- PASSAGE TO READ:
____

Here's what it looks like against the validating resolver at 192.168.1.53:
$ dig solvethenetwork.com A @192.168.1.53
;; ->>HEADER<<- opcode: QUERY, status: SERVFAIL, id: 28471
;; flags: qr rd ra; QUERY: 1, ANSWER: 0, AUTHORITY: 0, ADDITIONAL: 1
Now disable validation with
+cd:
$ dig +cd solvethenetwork.com A @192.168.1.53
;; ->>HEADER<<- opcode: QUERY, status: NOERROR, id: 28472
;; flags: qr rd ra cd; QUERY: 1, ANSWER: 1, AUTHORITY: 0, ADDITIONAL: 1
;; ANSWER SECTION:
solvethenetwork.com. 300 IN A 192.168.10.45
When
+cdmakes the query work but removing it breaks it, you have a DNSSEC problem. The resolver is seeing records but refusing to return them because something in the cryptographic chain doesn't check out. You might also see explicit messages in the resolver logs on sw-infrarunbook-01:
Apr 16 09:12:44 sw-infrarunbook-01 named[3421]: validating solvethenetwork.com/A: no valid signature found
Apr 16 09:12:44 sw-infrarunbook-01 named[3421]: RRSIG has expired: solvethenetwork.com/A
Let's go through each root cause systematically.
Root Cause 1: RRSIG Expired
This is the most common cause I've seen in production environments. An RRSIG record has a validity window defined by two timestamps: Signature Inception and Signature Expiration. Once the expiration timestamp passes, any validating resolver that receives that RRSIG will reject it — even if the underlying cryptographic signature is mathematically correct. A valid signature that's expired is, from DNSSEC's perspective, simply not valid.
This failure mode almost always traces back to broken automation. The cron job on sw-infrarunbook-01 that runs your zone signing script stopped working after a package update. BIND's inline signing is configured but the key directory permissions changed. The signing key itself expired and wasn't replaced. Whatever the trigger, the zone stopped getting re-signed and the RRSIGs aged out quietly while everything looked fine from the authoritative side.

____

- SHORT TASK 1: In the DNSSEC excerpt, what status does the query to 192.168.1.53 return when it is run without the +cd option?
- SHORT TASK 2: List every trigger that the DNSSEC excerpt names for the broken automation behind expired RRSIGs.
- SHORT TASK 3:
Based on the DNSSEC excerpt, decide whether each statement is correct, and quote the words that settle it.
(a) Running the query with +cd produces a status of NOERROR.
(b) A validating resolver accepts an expired RRSIG if its cryptographic signature is mathematically correct.
(c) RRSIG expiration is described as a rare cause in production environments.
The listing that comes next has no connection to the DNSSEC excerpt.

- SUPPLIED ENTRIES:

____

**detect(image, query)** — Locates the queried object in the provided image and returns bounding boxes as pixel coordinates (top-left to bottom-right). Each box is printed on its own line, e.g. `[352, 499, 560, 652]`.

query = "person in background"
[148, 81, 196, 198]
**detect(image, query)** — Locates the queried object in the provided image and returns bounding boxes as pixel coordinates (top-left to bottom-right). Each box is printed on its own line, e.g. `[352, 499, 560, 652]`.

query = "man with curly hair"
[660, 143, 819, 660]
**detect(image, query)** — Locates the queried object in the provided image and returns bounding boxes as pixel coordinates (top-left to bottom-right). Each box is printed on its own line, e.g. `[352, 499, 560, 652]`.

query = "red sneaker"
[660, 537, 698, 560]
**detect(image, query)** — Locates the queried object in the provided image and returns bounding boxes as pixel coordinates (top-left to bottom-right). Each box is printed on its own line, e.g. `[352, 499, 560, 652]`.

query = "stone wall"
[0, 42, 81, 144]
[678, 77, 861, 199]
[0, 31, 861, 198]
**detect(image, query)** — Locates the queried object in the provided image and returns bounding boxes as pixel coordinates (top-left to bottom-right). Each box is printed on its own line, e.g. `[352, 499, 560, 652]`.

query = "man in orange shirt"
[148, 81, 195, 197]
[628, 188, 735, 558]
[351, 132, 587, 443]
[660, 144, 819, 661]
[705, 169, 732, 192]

____

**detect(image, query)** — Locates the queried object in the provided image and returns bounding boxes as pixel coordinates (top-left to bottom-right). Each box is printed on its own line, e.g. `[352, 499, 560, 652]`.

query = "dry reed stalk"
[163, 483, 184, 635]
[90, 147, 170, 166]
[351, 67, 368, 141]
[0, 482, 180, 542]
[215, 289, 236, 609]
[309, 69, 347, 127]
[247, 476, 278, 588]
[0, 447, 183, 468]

____

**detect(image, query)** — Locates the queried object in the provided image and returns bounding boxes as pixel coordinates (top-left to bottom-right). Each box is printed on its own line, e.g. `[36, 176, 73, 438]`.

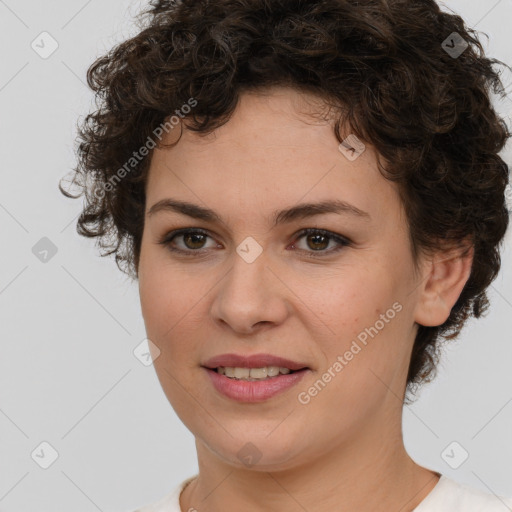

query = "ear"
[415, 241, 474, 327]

____

- EXPECTED ANSWER 1: SERVFAIL

- EXPECTED ANSWER 2:
- The cron job on sw-infrarunbook-01 that runs the zone signing script stopped working after a package update.
- BIND's inline signing is configured, but the key directory permissions changed.
- The signing key itself expired and was not replaced.

- EXPECTED ANSWER 3:
(a) Yes: "status: NOERROR"
(b) No: "will reject it — even if the underlying cryptographic signature is mathematically correct"
(c) No: "This is the most common cause I've seen in production environments."